* [WHAT IS BEING ASKED] Please set down the records below exactly as they appear.

* [DATA]
- - - - - - -
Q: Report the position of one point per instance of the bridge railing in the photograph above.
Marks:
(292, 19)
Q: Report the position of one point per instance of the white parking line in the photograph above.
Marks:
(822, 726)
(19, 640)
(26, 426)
- - - - - - -
* [TASK RESULT]
Q: Report the position of one point per instance of the bridge railing in the photograph above.
Marks:
(292, 19)
Q: Report the position of one point per instance of the white parking line in the photograph above.
Marks:
(822, 726)
(19, 640)
(26, 426)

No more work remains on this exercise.